╭─ RECORDS SUPPLIED
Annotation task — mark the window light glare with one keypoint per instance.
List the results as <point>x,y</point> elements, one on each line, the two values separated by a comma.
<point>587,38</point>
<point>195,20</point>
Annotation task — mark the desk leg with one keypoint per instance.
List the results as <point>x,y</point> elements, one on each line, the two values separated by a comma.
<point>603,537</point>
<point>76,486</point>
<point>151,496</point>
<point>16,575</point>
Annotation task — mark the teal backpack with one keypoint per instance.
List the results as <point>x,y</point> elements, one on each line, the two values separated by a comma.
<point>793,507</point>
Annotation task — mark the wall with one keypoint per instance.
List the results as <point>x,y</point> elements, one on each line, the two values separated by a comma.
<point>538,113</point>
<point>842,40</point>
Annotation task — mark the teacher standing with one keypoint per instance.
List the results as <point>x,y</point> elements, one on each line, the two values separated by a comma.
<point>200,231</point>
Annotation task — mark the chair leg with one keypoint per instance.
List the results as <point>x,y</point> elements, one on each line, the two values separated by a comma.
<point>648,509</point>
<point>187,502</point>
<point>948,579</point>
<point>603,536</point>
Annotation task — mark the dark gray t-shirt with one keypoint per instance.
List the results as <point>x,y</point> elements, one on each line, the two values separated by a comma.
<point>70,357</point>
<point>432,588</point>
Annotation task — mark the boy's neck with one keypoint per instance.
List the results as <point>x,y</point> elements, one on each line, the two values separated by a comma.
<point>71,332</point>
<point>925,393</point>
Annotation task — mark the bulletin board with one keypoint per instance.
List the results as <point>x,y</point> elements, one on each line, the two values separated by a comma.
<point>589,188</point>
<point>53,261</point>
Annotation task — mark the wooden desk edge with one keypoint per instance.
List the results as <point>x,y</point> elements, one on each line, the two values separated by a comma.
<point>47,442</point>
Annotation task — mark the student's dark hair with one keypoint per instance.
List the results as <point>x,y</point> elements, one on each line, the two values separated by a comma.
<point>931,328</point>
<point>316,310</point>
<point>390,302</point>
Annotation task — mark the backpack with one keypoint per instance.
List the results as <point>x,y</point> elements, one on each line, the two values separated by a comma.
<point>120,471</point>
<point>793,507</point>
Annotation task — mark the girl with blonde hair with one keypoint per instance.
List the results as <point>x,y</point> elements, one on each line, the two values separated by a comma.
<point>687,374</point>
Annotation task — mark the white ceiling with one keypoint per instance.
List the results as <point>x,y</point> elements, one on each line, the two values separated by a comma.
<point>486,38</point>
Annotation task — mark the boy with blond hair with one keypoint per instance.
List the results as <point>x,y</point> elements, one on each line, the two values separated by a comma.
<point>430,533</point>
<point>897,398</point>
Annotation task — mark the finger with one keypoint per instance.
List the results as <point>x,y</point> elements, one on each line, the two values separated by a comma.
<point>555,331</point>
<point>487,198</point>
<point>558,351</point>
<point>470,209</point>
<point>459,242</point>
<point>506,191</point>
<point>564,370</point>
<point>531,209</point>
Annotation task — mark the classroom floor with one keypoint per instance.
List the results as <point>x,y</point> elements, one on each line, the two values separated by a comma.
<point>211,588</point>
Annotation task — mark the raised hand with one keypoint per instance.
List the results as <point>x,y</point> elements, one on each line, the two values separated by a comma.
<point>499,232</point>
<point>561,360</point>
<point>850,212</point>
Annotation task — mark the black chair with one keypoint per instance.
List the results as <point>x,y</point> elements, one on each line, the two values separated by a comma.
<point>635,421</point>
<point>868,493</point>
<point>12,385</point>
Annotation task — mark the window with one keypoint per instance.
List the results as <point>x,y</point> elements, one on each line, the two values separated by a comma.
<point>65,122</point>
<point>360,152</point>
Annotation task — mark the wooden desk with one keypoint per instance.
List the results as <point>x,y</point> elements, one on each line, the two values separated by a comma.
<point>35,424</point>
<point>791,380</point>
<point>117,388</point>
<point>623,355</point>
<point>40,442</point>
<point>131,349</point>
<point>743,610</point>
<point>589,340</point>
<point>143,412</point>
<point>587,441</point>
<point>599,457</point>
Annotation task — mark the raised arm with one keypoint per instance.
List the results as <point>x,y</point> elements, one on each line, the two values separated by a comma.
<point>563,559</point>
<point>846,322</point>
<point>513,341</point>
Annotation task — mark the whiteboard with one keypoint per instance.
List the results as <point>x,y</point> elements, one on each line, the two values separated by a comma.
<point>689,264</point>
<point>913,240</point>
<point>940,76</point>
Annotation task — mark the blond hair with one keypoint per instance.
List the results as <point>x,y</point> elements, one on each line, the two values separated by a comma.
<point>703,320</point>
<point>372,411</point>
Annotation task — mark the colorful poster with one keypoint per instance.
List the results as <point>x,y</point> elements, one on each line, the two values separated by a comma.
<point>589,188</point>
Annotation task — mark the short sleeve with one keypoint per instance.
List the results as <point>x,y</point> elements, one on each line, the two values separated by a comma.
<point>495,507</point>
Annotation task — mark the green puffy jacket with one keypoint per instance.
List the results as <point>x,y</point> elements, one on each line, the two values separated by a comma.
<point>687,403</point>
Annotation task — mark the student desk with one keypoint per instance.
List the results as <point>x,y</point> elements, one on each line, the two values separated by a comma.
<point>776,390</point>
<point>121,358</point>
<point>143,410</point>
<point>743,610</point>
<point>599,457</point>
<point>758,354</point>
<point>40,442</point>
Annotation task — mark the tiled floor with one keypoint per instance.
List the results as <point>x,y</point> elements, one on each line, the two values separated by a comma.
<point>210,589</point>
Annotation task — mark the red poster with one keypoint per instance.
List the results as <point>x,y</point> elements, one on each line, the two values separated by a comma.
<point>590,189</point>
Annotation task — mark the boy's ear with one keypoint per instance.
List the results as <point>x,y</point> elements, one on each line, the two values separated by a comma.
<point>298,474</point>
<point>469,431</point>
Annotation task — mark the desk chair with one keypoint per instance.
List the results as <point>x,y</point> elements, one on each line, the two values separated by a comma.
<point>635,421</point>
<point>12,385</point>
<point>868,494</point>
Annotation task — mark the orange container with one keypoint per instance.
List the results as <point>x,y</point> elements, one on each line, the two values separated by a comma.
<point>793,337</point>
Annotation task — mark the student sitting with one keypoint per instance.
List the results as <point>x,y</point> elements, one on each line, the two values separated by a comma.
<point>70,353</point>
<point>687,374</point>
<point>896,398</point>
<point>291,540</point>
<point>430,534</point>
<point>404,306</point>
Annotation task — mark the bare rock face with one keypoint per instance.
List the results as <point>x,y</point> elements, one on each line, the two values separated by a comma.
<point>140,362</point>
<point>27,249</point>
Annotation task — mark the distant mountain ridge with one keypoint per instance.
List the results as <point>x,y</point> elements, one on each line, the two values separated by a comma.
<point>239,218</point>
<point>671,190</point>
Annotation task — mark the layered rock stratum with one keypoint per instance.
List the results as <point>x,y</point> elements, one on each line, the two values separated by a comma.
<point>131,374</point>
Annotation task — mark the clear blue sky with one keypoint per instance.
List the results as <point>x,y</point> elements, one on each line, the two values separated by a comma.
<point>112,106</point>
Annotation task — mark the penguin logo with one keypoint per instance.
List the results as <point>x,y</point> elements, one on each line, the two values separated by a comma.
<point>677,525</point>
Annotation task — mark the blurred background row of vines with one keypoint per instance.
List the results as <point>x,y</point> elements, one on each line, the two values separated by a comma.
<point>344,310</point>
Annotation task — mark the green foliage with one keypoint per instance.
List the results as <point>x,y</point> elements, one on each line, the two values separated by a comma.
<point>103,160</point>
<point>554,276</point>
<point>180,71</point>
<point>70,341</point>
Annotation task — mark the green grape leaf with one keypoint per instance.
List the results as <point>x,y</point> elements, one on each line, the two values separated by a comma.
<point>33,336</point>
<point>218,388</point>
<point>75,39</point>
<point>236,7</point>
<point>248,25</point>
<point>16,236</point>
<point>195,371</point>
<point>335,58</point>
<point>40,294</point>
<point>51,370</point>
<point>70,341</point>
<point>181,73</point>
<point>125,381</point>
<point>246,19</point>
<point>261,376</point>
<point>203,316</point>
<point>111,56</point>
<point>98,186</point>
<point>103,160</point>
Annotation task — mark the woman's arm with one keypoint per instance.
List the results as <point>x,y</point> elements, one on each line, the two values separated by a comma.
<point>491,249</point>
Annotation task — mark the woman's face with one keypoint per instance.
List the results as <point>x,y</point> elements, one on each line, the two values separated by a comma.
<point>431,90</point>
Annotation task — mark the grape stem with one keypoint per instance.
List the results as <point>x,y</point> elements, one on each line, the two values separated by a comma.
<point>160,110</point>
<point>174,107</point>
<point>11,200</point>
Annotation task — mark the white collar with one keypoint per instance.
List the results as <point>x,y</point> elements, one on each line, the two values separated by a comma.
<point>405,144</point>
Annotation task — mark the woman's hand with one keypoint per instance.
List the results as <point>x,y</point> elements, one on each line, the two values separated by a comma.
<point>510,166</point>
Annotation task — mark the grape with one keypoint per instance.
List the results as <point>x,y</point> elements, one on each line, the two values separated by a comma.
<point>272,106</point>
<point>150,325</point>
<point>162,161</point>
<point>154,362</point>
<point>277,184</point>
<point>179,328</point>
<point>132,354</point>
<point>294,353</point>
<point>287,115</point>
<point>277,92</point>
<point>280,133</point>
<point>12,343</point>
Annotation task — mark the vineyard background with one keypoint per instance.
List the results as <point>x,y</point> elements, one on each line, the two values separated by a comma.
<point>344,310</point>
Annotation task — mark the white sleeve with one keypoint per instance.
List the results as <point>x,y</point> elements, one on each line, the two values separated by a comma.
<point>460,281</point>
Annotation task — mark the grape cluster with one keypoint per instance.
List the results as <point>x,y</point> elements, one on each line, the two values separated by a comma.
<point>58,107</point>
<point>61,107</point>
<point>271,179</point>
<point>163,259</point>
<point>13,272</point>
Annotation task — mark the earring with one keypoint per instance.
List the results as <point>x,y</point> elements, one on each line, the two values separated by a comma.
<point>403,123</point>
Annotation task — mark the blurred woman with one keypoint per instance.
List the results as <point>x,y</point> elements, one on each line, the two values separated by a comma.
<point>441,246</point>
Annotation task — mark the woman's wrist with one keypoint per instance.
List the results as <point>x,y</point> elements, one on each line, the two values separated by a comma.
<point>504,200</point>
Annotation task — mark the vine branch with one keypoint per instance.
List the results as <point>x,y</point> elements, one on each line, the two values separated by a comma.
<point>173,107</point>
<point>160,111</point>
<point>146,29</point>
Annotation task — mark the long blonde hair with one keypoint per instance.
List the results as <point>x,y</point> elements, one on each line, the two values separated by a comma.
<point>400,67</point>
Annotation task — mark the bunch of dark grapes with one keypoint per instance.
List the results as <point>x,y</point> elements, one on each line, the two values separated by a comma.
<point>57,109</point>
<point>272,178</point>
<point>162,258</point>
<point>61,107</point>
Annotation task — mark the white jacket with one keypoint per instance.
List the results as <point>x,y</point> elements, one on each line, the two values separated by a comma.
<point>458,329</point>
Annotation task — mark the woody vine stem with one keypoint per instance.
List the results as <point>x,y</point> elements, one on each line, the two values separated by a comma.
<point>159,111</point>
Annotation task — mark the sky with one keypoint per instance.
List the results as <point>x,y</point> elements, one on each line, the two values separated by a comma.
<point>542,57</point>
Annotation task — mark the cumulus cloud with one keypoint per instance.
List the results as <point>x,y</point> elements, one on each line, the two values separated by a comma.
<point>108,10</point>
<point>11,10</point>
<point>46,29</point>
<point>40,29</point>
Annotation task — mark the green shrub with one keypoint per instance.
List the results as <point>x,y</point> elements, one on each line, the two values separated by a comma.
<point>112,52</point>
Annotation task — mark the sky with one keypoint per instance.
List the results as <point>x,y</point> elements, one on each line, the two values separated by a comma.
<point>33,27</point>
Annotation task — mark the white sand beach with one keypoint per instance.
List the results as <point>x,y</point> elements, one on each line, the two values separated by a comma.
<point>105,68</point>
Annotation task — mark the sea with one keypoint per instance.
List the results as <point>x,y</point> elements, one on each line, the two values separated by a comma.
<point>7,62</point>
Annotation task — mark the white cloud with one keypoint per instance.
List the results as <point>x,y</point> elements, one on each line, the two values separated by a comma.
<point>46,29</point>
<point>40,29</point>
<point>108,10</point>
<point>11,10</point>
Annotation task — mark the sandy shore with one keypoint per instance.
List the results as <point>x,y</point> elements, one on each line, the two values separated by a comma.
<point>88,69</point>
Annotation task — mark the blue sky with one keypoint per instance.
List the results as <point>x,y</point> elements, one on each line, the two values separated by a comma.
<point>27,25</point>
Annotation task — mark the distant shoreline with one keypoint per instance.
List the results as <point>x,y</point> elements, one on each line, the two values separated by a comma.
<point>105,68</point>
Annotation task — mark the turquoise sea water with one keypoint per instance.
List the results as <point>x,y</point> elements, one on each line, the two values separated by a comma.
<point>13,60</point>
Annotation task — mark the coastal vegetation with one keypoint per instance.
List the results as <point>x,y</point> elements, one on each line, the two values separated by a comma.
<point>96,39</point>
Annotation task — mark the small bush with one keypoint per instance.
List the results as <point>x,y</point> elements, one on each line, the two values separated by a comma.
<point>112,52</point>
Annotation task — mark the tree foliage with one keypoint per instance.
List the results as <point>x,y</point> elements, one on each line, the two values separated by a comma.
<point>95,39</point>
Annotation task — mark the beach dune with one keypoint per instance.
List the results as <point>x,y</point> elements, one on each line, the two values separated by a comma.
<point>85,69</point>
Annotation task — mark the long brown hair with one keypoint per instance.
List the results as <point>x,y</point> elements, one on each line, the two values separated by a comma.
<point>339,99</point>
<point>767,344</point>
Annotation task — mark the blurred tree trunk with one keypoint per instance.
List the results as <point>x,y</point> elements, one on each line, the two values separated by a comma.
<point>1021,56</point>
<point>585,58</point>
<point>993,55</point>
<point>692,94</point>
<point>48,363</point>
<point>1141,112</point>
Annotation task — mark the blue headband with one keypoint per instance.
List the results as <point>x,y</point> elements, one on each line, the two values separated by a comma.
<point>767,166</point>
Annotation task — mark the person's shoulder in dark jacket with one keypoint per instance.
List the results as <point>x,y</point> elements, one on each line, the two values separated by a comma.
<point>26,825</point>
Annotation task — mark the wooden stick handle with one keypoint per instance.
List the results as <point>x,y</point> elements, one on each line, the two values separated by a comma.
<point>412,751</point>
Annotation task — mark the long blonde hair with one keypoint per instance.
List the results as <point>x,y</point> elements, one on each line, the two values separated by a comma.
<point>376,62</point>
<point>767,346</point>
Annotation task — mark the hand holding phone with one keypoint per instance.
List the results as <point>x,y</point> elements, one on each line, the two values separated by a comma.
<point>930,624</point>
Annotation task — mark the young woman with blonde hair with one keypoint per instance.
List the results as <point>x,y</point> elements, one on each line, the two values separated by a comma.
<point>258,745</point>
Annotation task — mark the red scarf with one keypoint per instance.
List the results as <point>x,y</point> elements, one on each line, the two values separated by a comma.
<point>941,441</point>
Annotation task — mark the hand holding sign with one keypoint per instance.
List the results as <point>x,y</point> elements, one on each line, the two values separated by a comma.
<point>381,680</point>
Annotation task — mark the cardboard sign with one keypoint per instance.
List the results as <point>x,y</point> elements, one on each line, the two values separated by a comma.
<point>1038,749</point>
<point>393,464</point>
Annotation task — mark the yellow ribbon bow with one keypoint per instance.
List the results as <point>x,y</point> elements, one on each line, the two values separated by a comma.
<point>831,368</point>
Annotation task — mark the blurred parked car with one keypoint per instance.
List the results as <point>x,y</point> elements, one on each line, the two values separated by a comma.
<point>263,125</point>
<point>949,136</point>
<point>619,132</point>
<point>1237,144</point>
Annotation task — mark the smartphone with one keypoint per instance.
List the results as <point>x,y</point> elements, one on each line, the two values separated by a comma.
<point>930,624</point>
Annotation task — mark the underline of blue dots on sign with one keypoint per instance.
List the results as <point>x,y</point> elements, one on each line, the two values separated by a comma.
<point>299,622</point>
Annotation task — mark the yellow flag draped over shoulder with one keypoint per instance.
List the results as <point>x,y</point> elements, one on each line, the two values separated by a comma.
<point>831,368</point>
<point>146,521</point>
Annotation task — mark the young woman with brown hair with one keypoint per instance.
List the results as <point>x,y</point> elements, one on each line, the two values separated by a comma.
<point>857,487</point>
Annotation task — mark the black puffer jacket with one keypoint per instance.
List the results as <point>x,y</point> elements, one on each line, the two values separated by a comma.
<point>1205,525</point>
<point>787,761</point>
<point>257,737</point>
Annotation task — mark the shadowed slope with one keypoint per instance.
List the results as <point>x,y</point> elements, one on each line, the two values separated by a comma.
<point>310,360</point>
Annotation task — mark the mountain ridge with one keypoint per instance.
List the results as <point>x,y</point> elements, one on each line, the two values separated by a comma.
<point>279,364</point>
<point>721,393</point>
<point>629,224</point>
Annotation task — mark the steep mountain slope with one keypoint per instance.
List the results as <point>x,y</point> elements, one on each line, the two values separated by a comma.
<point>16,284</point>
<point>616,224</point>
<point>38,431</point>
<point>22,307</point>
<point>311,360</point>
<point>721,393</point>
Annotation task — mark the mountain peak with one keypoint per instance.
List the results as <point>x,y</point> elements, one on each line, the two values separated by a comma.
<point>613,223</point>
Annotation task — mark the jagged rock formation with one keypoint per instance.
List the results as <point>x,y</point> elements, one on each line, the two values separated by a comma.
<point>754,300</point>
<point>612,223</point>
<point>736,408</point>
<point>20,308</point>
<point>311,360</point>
╰─
• _WORK INSTRUCTION_
The line containing "Annotation task — mark the mountain ridge" and every line after it, through the end of the records above: output exactly those, and nothing else.

• _THE ANSWER_
Annotation task — mark the mountain ridge with one keypoint per instance.
List the results as <point>x,y</point> elements, one on each line, the two values separated by a comma.
<point>279,364</point>
<point>721,393</point>
<point>629,224</point>
Annotation task — mark the steep mountain slope with one keypoint per instance.
List the results as <point>x,y</point> elements, one on each line, the two values separated by a comma.
<point>16,284</point>
<point>616,224</point>
<point>38,431</point>
<point>22,307</point>
<point>311,360</point>
<point>721,393</point>
Annotation task — mark the mountain peak with one keypoint per instance.
List the results as <point>x,y</point> elements, one on each line, the two values separated by a comma.
<point>613,223</point>
Annotation task — mark the jagged rock formation with one keypoint per instance.
List the results as <point>x,y</point> elements, one on each line, the two values separated by a comma.
<point>754,300</point>
<point>612,223</point>
<point>736,408</point>
<point>20,308</point>
<point>311,360</point>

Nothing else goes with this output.